Whenever the word "surface" shows up in a line of the data, copy that line.
·····
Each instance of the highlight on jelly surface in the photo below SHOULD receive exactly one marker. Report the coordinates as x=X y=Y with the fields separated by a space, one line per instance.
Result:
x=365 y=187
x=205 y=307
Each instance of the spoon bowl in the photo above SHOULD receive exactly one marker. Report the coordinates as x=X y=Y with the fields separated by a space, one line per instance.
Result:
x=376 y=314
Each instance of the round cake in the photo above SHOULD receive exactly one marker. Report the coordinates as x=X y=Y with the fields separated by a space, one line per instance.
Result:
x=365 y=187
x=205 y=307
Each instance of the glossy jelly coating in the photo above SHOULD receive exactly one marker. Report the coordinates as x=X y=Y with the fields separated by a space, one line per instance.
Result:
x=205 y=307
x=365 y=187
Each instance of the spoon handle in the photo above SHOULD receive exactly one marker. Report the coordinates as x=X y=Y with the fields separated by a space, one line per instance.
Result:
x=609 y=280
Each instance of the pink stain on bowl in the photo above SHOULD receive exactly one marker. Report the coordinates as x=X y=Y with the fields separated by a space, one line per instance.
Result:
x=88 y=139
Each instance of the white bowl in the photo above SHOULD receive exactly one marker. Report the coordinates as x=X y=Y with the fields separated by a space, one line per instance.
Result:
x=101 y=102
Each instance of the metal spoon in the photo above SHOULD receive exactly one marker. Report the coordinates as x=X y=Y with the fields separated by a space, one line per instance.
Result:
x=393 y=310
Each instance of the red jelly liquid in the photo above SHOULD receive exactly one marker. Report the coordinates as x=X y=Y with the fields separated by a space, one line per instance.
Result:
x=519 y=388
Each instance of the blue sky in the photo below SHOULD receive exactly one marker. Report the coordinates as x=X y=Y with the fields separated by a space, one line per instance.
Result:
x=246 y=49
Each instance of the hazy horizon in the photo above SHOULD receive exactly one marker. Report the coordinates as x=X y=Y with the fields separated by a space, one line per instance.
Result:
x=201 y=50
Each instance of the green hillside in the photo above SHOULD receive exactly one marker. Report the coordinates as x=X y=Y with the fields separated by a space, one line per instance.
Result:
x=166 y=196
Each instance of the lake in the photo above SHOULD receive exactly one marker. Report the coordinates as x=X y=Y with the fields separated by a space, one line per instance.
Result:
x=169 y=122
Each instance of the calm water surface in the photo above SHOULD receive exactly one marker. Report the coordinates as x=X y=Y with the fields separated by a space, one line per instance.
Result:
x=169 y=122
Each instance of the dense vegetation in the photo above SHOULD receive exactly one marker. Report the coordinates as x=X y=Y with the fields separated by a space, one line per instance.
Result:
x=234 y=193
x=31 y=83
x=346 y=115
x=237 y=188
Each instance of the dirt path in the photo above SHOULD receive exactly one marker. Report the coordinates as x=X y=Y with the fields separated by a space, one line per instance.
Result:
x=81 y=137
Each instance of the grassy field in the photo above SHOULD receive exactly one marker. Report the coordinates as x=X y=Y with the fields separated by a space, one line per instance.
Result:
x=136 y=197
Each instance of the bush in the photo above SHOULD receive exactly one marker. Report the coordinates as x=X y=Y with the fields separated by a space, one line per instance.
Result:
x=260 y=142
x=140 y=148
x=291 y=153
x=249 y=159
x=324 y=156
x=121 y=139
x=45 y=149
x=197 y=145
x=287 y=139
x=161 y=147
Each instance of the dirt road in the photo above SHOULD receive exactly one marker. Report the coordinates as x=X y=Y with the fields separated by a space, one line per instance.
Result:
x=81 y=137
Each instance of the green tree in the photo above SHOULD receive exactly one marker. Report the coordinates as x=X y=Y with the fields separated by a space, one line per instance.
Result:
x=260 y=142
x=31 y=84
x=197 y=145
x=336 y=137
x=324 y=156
·····
● **PROBLEM SOLUTION**:
Each instance of the highlight on jelly surface in the photo below SHOULD receive exactly one marker. Report the coordinates as x=X y=Y with the fields separated by a space, one line per instance.
Each instance of the calm water surface in the photo above SHOULD receive exactly one marker. Report the coordinates as x=X y=Y with the fields separated by a space, one line per instance.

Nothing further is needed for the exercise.